The Most Stupid Question I've Ever Seen

"Cryonics professional" Mathew Sullivan, of Suspended Animation, in Boynton Beach, Florida, has been asking me the same question, repeatedly, since November.

Mathew Sullivan: "Under the right conditions, would it be appropriate to place the patient into an icebath, establish an open airway for ventilation with an O2 concentration of choice, apply chest compressions at a rate of choice, and circulate appropriate medications, until the patient reaches a given temperature where surgery will commence? Granted, this will not apply to all cryonics cases."

I've answered this question, over and over, but Mathew doesn't understand my answer. Here's the answer I gave him, (copied and pasted, from the Cold Filter forum):

"Under the right conditions" for ANY procedures X, Y and Z, it would be appropriate to perform procedures X, Y and Z. "Under the right conditions" when a person presents to the emergency room with chest pain, it's appropriate to perform open heart surgery, but "under the right conditions" when a person presents to the emergency room with chest pain, it's appropriate to give them some Maalox and send them home.

■ **ENTRIES PROVIDED**:
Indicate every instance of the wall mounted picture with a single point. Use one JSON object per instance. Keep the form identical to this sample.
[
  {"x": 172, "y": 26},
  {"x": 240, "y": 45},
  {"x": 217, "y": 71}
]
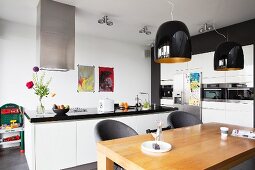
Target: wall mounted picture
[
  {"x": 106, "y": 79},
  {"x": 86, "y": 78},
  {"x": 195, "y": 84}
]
---
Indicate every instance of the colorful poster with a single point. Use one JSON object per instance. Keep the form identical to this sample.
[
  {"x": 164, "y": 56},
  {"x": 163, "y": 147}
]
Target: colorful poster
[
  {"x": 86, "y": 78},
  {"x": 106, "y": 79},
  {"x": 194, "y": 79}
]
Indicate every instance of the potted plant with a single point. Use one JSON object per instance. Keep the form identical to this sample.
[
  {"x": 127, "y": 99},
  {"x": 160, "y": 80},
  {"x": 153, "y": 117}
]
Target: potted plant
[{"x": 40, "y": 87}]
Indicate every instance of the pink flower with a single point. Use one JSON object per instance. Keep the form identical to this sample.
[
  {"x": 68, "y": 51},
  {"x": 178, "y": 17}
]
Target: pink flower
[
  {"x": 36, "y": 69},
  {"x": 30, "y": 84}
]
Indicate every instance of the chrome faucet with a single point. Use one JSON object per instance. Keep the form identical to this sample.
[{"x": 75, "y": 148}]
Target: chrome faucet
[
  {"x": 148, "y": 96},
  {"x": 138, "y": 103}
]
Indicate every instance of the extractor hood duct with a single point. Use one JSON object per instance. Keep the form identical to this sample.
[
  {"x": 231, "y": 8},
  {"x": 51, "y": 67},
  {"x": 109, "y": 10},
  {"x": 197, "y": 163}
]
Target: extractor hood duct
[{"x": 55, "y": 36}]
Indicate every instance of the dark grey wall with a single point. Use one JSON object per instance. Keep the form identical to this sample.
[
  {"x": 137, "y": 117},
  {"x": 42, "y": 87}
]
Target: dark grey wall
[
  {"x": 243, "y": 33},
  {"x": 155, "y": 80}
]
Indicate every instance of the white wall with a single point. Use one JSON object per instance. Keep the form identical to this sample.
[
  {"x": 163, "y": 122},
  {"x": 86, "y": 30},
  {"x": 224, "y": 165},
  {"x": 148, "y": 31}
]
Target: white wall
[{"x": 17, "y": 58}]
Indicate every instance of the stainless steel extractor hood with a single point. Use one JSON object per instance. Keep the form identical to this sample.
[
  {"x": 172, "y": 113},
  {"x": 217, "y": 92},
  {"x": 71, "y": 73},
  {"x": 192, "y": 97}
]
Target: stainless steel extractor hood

■ **REQUIRED ACTION**: Continue the piece on the repeated cryonics question from where it stops, in the same voice.

■ **ANSWER TO THE PROBLEM**:
There are many problems with Mathew's question...
What are the "right conditions"?
What is the "O2 concentration of choice"?
What is the "rate of choice" for chest compressions?
What are the "appropriate medications"?
What is the "given temperature"? (And, why would Mathew wait to reach a given temperature, to commence surgery, when the surgery is for the purpose of rapid cooling??!!!)

One problem with Mathew's question is, no one knows the definitive answers to most of my questions about his question, in regards to cryonics procedures. There are people who could make educated guesses, (for any given case), regarding some of the answers, but Mathew and his co-workers are not amongst these people. If Mathew's dentist knows the answers, (as Mathew claims he/she does), Kent should find that dentist and pay him/her at least a million dollars a year.

Providing specific answers, for any specific situation, (rather than this ridiculously absurd generic scenario), would be pointless. There will be endless variations, from case-to-case, requiring on site care providers to be able to assess each unique situation, and respond, appropriately. (Having Steve Harris on the phone, is a poor substitute.) As far as I know, no SA staff member is capable of making those calls, nor are they accomplished in gaining IV access, intubating patients, competently performing a femoral cannulation, or competently performing perfusion. In addition to those glaring deficits, all evidence indicates Mathew and his peers, at Suspended Animation, know very little about their own medications protocols. They are just blindly following orders, without question.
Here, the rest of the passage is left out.